_Task instructions_: Rewrite every line of the entries that follow, including the docstrings and phrase lines, but scale each pixel coordinate in the answers by 0.6 and round to whole numbers, with halves rounded up. Leave the pictures out.

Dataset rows

_ _ _ _

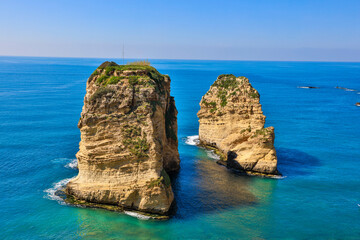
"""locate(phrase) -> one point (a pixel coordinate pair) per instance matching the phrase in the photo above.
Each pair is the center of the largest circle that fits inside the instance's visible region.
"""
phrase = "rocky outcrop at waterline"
(128, 141)
(232, 123)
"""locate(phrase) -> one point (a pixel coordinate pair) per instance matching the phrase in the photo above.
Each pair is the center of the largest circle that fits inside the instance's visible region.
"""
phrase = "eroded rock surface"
(129, 140)
(232, 122)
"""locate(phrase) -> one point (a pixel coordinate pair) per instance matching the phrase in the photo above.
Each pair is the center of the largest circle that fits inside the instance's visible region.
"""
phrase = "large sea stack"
(232, 123)
(128, 141)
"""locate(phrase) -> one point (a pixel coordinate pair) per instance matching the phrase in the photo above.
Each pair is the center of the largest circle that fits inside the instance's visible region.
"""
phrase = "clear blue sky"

_ _ _ _

_Exercise response_:
"""locate(phrase) -> one point (a pixel coordinate pair) per instance matching the phrase in the photo above.
Each pair is the center of the largest circle that fits inside the instance's visible region.
"""
phrase = "rocky outcrop at waterline"
(77, 85)
(139, 74)
"""locate(phrase) -> one point (a pixel coordinate pair) per instance matching the phrase in the photo above.
Each pair is the center of the largest circle that fits inside the instance's visible region.
"""
phrase = "eroded rock surface"
(77, 84)
(139, 73)
"""locate(phrase) -> one point (a pixel coordinate pair) per instance matching the phrase in the photo above.
Each pair is the center of the largest circle that fits inside the instance's visible region.
"""
phrase = "large sea stack"
(139, 74)
(77, 85)
"""locate(phrase) -> one point (a pixel coordinate pair) per instance matching the phrase in the photo above.
Each pair is the center of the largest circle that fits inside the instance's visible region.
"""
phrase = "clear blue sky"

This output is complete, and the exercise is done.